• _Quoted text_:

Packet test #5: B1 broadcast arriving at hypervisor A.  This is somewhat
a continuation of test #4.  When a broadcast packet arrives from
physnet1 on hypervisor A, we should see it output to both A1 and A2
(ofports 3 and 4).

  ovs-appctl ofproto/trace br-int \
    in_port=1,dl_src=00:00:00:00:00:03,dl_dst=ff:ff:ff:ff:ff:ff -generate

Signed-off-by: Russell Bryant <rbryant at redhat.com>
---
 ovn/controller/lflow.h     |  10 +++-
 ovn/controller/physical.c  | 124 +++++++++++++++++++++++++++++++++++++++------
 ovn/ovn-architecture.7.xml |  27 ++++++++++
 ovn/ovn-nb.xml             |  16 ++++--
 ovn/ovn-sb.xml             |  31 ++++++++++--
 5 files changed, 184 insertions(+), 24 deletions(-)

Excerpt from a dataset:

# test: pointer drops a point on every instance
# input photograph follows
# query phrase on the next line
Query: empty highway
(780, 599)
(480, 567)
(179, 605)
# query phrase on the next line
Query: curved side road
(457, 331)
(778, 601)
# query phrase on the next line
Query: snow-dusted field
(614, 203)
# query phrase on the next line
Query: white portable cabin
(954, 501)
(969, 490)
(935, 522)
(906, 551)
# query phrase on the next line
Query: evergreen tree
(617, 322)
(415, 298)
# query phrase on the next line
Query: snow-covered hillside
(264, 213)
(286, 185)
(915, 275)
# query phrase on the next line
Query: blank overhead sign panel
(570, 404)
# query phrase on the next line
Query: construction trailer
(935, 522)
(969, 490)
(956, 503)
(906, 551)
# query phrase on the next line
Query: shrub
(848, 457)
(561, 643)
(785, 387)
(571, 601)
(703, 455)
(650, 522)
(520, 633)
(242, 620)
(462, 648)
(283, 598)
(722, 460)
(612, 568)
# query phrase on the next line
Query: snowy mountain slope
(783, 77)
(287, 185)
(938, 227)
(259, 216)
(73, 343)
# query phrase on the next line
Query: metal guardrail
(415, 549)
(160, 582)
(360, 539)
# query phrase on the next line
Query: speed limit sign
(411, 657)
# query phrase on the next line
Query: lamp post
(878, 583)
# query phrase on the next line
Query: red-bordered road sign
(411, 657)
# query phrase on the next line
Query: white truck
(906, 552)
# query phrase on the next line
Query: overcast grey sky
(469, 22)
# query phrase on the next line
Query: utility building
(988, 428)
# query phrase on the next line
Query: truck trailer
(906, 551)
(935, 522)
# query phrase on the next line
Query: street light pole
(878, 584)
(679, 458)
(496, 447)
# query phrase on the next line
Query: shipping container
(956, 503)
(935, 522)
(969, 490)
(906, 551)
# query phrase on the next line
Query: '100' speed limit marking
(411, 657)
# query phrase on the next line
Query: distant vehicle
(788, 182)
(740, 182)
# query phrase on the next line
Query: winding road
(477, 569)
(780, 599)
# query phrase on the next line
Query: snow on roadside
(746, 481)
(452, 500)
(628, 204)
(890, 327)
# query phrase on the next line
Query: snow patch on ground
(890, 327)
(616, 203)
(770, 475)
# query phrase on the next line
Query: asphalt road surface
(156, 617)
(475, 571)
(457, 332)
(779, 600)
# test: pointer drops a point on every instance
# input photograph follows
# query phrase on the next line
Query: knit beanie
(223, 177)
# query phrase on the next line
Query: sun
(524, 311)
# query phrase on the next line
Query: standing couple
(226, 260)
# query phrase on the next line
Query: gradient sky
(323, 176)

* * *

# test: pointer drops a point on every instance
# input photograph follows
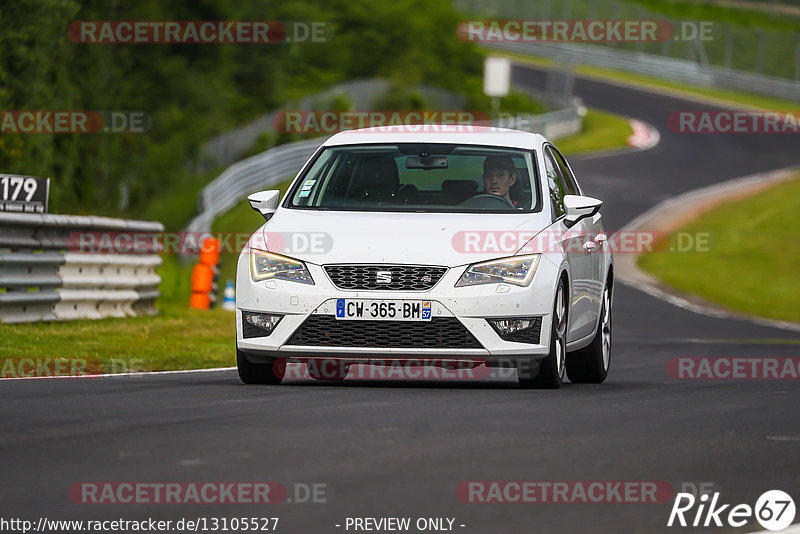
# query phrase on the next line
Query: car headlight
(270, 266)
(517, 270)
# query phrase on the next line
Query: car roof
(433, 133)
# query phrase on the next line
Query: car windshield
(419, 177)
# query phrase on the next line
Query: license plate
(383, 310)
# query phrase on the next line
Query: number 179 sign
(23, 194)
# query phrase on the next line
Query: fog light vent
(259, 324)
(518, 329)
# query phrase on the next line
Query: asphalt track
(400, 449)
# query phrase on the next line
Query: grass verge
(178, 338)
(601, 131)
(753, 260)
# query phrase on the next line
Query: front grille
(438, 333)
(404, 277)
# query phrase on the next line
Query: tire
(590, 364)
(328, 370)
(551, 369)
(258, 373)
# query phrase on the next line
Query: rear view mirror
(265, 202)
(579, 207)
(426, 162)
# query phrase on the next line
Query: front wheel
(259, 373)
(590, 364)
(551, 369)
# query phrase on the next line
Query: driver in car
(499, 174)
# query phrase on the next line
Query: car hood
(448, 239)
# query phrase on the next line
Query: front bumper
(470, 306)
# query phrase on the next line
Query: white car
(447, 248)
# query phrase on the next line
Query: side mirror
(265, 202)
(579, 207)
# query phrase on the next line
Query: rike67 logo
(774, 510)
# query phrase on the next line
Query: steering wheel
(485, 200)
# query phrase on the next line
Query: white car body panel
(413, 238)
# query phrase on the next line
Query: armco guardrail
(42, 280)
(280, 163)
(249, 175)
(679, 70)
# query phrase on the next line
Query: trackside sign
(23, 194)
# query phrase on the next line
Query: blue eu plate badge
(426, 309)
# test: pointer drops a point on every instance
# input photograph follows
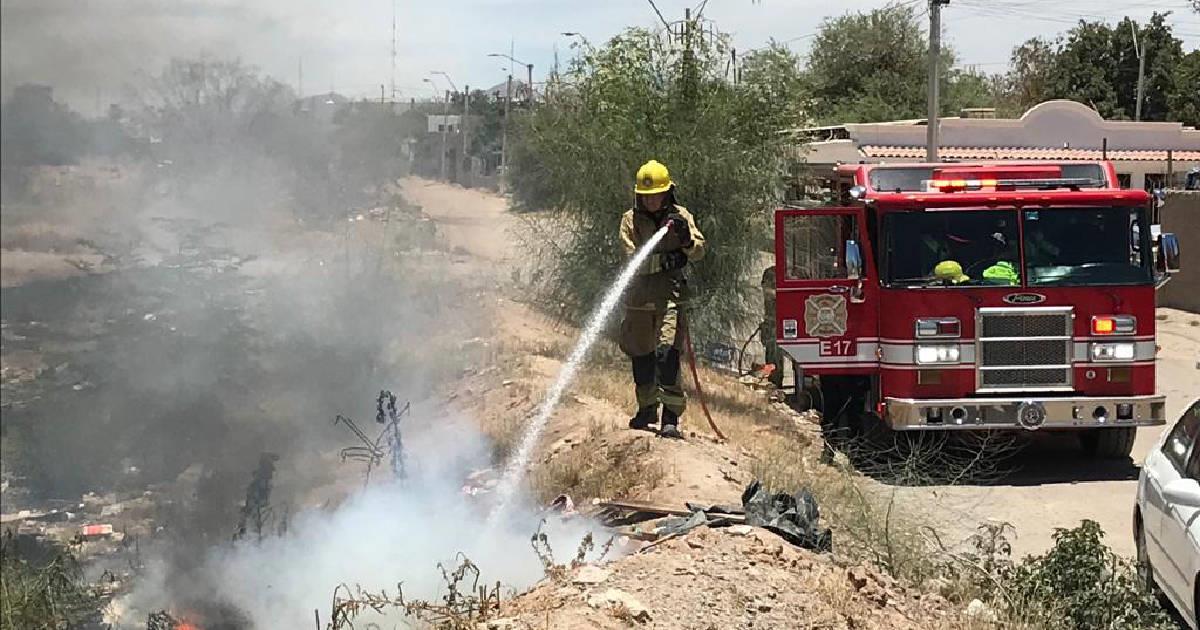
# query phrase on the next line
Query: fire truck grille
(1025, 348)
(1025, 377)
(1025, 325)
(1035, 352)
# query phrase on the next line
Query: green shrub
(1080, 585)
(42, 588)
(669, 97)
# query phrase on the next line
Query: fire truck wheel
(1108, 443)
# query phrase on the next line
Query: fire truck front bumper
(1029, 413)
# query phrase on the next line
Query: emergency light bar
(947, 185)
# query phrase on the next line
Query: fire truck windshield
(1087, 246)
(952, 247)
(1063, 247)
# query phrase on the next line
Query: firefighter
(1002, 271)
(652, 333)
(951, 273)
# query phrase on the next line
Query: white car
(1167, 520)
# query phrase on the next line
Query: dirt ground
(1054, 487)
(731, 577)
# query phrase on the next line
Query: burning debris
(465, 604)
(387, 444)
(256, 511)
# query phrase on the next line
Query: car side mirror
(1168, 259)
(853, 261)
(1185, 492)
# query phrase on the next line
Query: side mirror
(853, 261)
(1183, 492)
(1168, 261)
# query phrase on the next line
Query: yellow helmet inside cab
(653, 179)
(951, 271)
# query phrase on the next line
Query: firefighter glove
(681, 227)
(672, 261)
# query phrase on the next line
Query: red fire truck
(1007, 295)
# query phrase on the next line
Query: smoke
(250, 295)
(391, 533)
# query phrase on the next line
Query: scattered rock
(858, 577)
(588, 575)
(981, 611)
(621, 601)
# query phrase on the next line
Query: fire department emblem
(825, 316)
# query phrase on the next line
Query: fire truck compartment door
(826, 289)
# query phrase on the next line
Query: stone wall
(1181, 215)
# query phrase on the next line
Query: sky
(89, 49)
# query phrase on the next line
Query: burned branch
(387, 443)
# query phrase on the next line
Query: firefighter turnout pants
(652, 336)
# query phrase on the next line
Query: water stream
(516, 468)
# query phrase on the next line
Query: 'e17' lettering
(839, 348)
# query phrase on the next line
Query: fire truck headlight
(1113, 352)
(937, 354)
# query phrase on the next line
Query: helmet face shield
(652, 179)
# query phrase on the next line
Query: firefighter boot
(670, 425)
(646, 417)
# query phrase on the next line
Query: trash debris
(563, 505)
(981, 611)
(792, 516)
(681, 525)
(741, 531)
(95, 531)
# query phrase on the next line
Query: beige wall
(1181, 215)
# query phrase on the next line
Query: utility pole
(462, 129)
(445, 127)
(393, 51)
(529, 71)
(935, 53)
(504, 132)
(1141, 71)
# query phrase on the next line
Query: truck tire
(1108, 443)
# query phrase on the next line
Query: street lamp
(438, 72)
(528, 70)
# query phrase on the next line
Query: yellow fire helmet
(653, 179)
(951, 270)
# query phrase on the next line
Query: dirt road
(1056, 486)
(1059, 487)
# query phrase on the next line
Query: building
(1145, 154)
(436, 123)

==

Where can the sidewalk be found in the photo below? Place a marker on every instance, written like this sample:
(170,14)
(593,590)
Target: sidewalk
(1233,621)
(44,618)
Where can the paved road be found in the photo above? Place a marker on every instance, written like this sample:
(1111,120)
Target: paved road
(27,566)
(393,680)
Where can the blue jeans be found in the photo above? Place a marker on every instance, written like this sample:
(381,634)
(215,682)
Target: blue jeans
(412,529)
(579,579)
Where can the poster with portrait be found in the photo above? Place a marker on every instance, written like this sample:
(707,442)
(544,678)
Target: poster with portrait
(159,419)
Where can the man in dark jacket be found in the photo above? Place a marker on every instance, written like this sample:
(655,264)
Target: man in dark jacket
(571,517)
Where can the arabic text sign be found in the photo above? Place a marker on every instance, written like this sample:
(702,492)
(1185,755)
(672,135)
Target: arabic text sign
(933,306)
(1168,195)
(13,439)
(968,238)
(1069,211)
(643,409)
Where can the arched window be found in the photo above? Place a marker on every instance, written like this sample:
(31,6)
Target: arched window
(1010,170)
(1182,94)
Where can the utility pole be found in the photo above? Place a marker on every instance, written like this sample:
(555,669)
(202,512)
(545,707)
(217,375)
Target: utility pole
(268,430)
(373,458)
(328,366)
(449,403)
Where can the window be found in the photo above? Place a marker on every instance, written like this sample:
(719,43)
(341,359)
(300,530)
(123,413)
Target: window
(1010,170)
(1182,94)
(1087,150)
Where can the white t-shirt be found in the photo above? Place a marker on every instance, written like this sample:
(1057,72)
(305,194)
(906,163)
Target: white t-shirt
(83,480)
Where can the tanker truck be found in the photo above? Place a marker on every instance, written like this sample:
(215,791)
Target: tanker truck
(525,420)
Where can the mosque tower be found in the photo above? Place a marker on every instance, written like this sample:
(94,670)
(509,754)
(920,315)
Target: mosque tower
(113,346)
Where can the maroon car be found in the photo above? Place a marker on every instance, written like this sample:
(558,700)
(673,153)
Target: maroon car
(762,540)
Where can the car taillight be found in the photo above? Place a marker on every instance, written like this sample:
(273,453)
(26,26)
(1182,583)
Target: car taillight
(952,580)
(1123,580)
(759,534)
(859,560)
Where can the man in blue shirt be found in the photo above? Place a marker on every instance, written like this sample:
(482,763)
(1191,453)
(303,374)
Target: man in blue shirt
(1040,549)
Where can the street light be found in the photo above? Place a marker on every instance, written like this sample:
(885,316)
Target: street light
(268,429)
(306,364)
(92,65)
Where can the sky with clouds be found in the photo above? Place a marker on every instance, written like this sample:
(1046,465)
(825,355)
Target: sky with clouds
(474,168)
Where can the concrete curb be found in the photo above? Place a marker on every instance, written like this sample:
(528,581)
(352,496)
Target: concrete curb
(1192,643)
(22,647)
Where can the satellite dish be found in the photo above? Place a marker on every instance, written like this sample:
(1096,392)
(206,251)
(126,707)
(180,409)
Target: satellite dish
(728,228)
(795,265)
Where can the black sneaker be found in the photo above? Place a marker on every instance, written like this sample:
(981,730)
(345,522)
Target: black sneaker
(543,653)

• _Parts of the exercise_:
(1) Translate this sentence from the patch message into Spanish: "When a broadcast packet arrives from physnet1 on hypervisor A, we should see it output to both A1 and A2 (ofports 3 and 4)."
(2) Set down everything in the patch message from "Signed-off-by: Russell Bryant" down to "insertions(+), 24 deletions(-)", word for word.

• _Task-by-task answers_:
(1) Cuando un paquete de difusión llega desde physnet1 en el hipervisor A, deberíamos verlo salir tanto por A1 como por A2 (ofports 3 y 4).

(2)
Signed-off-by: Russell Bryant <rbryant at redhat.com>
---
 ovn/controller/lflow.h     |  10 +++-
 ovn/controller/physical.c  | 124 +++++++++++++++++++++++++++++++++++++++------
 ovn/ovn-architecture.7.xml |  27 ++++++++++
 ovn/ovn-nb.xml             |  16 ++++--
 ovn/ovn-sb.xml             |  31 ++++++++++--
 5 files changed, 184 insertions(+), 24 deletions(-)